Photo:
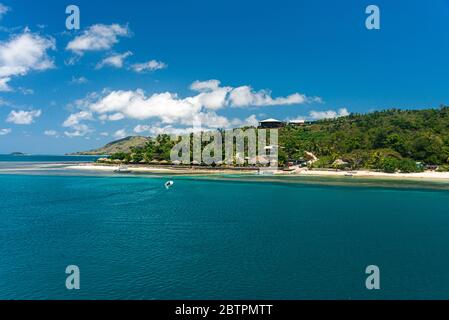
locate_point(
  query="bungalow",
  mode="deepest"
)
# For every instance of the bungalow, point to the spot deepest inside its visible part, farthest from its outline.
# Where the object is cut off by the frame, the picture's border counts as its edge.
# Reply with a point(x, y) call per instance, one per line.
point(271, 124)
point(297, 122)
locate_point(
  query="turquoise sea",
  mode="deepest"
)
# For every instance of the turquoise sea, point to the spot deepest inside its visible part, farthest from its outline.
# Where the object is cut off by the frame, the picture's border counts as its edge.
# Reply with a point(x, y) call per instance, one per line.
point(218, 238)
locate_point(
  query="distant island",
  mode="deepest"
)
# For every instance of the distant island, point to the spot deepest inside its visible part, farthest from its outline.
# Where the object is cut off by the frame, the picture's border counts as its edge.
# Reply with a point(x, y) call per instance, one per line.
point(388, 141)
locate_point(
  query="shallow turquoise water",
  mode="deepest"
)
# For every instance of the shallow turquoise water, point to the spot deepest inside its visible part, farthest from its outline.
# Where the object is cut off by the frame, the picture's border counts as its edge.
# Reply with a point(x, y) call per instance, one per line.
point(204, 239)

════════

Would you copy out every line of the data above exactly, minus the pictures?

Photo:
locate_point(
  query="bungalow",
  mode="deepest"
)
# For every instance of the bungalow, point to the spot deepest inside its visible part, farthest from its outline.
# Where the object is cut off by the frame, the picture's border counts as its edge.
# Reply with a point(x, y) call per instance, one per line.
point(271, 124)
point(297, 122)
locate_point(
  query="turquoise sea",
  mode="deepest"
)
# For every instance of the turquoise sea, point to the spot deepest inside its visible part, farthest from its outline.
# Where the object is cut off by the frame, the picture's border counts as its edge.
# Reply with a point(x, y) call per instance, one per line.
point(218, 238)
locate_point(
  query="distant island",
  mode="deepest"
)
# For every instance of the distant island, point to the spot deepest inside its visible part, farthest from its outline.
# Where the object is cut off by the frame, the picture's border counts as its edge.
# Reply with a point(x, y) call per instance, one per line.
point(388, 141)
locate_point(
  query="shallow turquoise water",
  mode="deepest"
)
# For every instance of the shallow turquoise water, point to the spot deepest inside its visible part, farthest from its outline.
# Where the object is cut off by the frame, the picture's border counts as its edge.
# Reply with a point(x, y) call per instance, one per line.
point(204, 239)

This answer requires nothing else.